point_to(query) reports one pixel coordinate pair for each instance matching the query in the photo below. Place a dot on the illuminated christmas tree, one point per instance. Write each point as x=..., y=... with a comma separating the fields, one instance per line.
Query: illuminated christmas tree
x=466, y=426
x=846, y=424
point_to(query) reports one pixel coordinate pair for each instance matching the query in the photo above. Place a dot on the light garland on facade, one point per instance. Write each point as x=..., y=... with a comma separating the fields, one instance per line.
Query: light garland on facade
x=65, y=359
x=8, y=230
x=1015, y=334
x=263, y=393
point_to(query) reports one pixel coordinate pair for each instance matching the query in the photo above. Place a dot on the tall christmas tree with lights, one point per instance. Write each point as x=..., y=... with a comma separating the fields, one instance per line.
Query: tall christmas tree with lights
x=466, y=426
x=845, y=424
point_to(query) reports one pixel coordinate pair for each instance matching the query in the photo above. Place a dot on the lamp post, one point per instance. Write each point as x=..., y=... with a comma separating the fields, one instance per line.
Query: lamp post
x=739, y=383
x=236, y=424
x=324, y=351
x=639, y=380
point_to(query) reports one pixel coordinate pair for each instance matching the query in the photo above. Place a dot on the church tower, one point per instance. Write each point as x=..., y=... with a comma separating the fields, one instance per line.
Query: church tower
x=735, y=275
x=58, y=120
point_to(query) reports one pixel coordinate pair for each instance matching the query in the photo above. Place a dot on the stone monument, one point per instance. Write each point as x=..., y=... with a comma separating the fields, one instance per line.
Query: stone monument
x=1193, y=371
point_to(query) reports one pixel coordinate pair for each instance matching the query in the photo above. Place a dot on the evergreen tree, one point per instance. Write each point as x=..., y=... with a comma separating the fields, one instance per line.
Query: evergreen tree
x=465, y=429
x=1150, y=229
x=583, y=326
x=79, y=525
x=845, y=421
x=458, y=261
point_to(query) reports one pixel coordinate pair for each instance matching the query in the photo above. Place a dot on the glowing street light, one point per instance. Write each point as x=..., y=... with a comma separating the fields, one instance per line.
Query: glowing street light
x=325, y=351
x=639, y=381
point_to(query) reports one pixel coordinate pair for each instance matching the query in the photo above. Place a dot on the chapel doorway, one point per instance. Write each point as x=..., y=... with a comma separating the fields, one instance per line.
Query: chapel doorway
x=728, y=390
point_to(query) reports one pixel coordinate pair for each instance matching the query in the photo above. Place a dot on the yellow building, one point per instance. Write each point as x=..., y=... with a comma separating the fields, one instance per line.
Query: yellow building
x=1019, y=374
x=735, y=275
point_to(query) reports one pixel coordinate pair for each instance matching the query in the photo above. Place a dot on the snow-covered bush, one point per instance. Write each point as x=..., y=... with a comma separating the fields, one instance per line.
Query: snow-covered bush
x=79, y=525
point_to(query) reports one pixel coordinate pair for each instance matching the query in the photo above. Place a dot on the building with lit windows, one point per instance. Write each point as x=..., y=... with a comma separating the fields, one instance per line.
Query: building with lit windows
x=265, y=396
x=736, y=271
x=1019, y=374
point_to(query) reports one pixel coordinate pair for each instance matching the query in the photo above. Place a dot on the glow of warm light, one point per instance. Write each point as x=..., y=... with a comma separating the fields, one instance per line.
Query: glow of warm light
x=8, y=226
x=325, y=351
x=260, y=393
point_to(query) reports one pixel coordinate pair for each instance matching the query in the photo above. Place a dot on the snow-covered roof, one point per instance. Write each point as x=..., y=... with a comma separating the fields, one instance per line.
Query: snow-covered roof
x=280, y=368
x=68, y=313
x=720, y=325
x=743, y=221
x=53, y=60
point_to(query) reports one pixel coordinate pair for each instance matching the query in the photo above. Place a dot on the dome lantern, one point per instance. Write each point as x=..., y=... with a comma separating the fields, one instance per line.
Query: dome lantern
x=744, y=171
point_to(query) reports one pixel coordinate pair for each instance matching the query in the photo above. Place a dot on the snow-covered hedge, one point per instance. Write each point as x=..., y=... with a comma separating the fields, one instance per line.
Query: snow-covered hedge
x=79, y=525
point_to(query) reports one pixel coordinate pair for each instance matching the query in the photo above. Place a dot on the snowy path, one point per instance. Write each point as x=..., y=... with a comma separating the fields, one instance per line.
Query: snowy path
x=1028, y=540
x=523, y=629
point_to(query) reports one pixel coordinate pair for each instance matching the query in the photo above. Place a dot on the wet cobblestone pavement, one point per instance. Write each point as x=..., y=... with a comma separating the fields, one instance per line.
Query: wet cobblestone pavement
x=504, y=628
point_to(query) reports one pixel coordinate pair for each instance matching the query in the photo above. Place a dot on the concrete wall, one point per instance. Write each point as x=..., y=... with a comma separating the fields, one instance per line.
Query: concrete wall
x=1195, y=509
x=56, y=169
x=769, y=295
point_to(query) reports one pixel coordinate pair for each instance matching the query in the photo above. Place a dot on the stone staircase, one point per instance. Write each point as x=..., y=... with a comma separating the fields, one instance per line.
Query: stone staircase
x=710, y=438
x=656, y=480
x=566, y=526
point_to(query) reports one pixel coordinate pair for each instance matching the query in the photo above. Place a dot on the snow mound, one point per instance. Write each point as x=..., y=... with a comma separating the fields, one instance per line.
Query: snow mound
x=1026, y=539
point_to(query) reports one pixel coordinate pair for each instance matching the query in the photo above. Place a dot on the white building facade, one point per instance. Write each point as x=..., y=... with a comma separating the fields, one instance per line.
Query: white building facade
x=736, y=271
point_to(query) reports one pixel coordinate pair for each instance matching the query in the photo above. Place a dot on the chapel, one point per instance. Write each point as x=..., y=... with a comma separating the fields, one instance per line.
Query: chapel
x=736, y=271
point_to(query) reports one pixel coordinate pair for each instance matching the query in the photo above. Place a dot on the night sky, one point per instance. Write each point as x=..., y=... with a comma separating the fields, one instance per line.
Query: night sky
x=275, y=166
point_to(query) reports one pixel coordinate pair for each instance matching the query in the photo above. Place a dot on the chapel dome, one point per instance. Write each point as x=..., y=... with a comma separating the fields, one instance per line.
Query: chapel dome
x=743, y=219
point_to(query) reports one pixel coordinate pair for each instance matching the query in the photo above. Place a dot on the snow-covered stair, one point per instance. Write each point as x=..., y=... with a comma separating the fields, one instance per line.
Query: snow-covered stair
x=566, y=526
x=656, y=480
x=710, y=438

OBJECTIVE: Reproduce all of the records above verbatim, keeping every line unchanged and in its original order.

EXPECTED OUTPUT:
point_to(query) reports one pixel coordinate pair for each instance matching the query in the photo below. Place a dot on the illuminated christmas tree, one point per instance. Write each point as x=..., y=... with a comma separating the fields, one instance per line.
Query: illuminated christmas tree
x=466, y=426
x=846, y=424
point_to(query) reports one pixel coordinate pair for each instance matching the query in the photo above. Place a dot on the light garland on facade, one point per instance. Write each point as x=..., y=... with a comma separating the fields, one instance per line.
Query: light garland on facade
x=65, y=359
x=8, y=230
x=1015, y=334
x=263, y=393
point_to(query) reports one pixel coordinate pair for each instance matching the query in the photo above. Place a dot on the tall christmas tree with lights, one point per instance. Write each point as x=..., y=... with a comma separating the fields, one instance per line.
Query: tall christmas tree with lights
x=466, y=426
x=845, y=424
point_to(query) reports one pixel coordinate pair for each instance matching the query in the photo above. Place a dot on the lamp post, one point per instance. Write each point as x=..., y=... with a comma separating the fields, one instance per line.
Query: lamp post
x=739, y=383
x=236, y=424
x=324, y=351
x=639, y=380
point_to(query) reports one pixel coordinate pair for each instance matching the query in the photo above. Place a dot on the church tower, one point per instance. Write each point as x=..., y=... with a comma separating the fields, one instance per line.
Query: church tower
x=735, y=275
x=58, y=120
point_to(query) reports one pixel coordinate pair for each instance matching the query in the photo above. Place a dot on the stone monument, one point per instance. Write each point as x=..., y=... with a comma separating the fields, one instance per line.
Query: stone monument
x=1193, y=371
point_to(query) reports one pixel coordinate pair for each instance matching the query in the photo above. Place a dot on the evergreen tree, one point per instance. Write each point as x=..., y=... with a comma separating the fields, one instance per line.
Query: evergreen tree
x=465, y=429
x=1150, y=229
x=583, y=326
x=79, y=525
x=845, y=421
x=458, y=261
point_to(query) reports one pixel coordinate pair for each instance matching the query in the photo above. Place a dot on the glowing street light, one point per instance. Write each point as x=..., y=... with a comma separating the fields, one instance per line.
Query: glowing street light
x=325, y=351
x=639, y=381
point_to(query) reports one pixel coordinate pair for each instance matching the query in the photo above. Place a dot on the chapel doorway, one point per instance. Write each point as x=..., y=... with a comma separating the fields, one instance per line.
Query: chapel doorway
x=728, y=390
point_to(query) reports one pixel coordinate pair for each instance matching the query in the photo above. Place a dot on the yellow building, one point per instance. Write each point as x=..., y=... with a comma separating the fields, one instance per line.
Query: yellow building
x=1019, y=374
x=735, y=275
point_to(query) reports one pixel coordinate pair for each instance matching the query in the photo above. Place a dot on the snow-covered bush, one point per instance. Write each point as x=..., y=... with a comma separating the fields, one instance per line.
Query: snow-covered bush
x=79, y=525
point_to(query) reports one pixel coordinate pair for each instance matching the query in the photo above. Place a dot on the building with lit windows, one point per instance. Write each point as x=..., y=... with a comma separating the fields, one instance per line.
Query: building with lit windows
x=265, y=396
x=736, y=271
x=1019, y=374
point_to(query) reports one pixel coordinate pair for each instance matching the query in the photo above. Place a dot on the glow of warm light, one point per instance. Write each point as x=..., y=... with a comma separating the fields, one instance per line.
Query: glow of warm light
x=8, y=226
x=325, y=351
x=260, y=393
point_to(query) reports one pixel coordinate pair for each instance matching the query in the photo above. Place a dot on the snow-covered roof, one point per instance. Write each point as x=..., y=... with a comma separating the fields, one instance per line.
Query: snow-covered roof
x=280, y=368
x=68, y=313
x=720, y=325
x=743, y=221
x=53, y=60
point_to(query) reports one pixel coordinate pair for each instance matching the query in the photo above. Place a dot on the dome lantern, one point per instance. Write each point as x=..., y=... with a comma separating the fields, one instance per line.
Query: dome lantern
x=744, y=171
point_to(query) reports one pixel coordinate pair for each instance matching the query in the photo above. Place a dot on the snow-covered hedge, one point per instance. Write each point as x=..., y=... with a comma separating the fields, one instance per line.
Query: snow-covered hedge
x=79, y=525
point_to(query) reports one pixel coordinate pair for each instance matching the query in the photo above. Place a dot on the snowy path, one point per instance. Write each point as x=..., y=... with a comma separating the fields, one instance per line.
Query: snowy path
x=1028, y=540
x=523, y=629
point_to(query) reports one pixel coordinate pair for each instance matching the query in the photo above. Place a dot on the wet cobblestone pavement, one point per instance. Write each point as x=..., y=... with a comma separating the fields, one instance per line.
Query: wet cobblestone pavement
x=504, y=628
point_to(query) reports one pixel coordinate pair for each instance matching the query in the photo above. Place a dot on the concrete wall, one point per instance. Write each point as x=..., y=... with a comma separating the fields, one instance per line.
Query: concrete wall
x=1195, y=509
x=56, y=169
x=769, y=295
point_to(query) reports one pixel coordinate pair for each instance matching the query in the photo above. Place a dot on the stone staircase, one point per instance. Write each point as x=..., y=... with a comma separating the fields, one instance per line.
Query: stone staircase
x=710, y=438
x=656, y=480
x=566, y=526
point_to(query) reports one pixel coordinate pair for each instance matching the query in the photo above. Place a dot on the snow mound, one point per instance. Write each point as x=..., y=... with a comma separating the fields, one instance per line.
Query: snow mound
x=1026, y=539
point_to(query) reports one pixel coordinate pair for each instance matching the query in the photo above. Place a dot on the white building facade, one point per instance. Write each point as x=..., y=... with a comma separating the fields, one instance per line.
Query: white building facade
x=736, y=271
point_to(query) reports one pixel coordinate pair for each instance matching the query in the photo above. Place a dot on the chapel, one point per instance. Write each point as x=..., y=... with a comma separating the fields, one instance per line.
Query: chapel
x=736, y=271
point_to(query) reports one pixel coordinate pair for each instance matching the query in the photo above. Place a dot on the night sky, one point per instance. Write each point as x=..., y=... with a comma separating the fields, one instance per line.
Query: night sky
x=275, y=166
point_to(query) reports one pixel coordinate pair for each instance matching the query in the photo above. Place a dot on the chapel dome, one point per instance. Write each point as x=..., y=... with a comma separating the fields, one instance per line.
Query: chapel dome
x=743, y=219
point_to(query) reports one pixel coordinate pair for each instance matching the query in the photo above. Place a dot on the snow-covered stair, one point per instance. Write each point as x=..., y=... with a comma separating the fields, one instance per line.
Query: snow-covered stair
x=566, y=526
x=656, y=480
x=710, y=438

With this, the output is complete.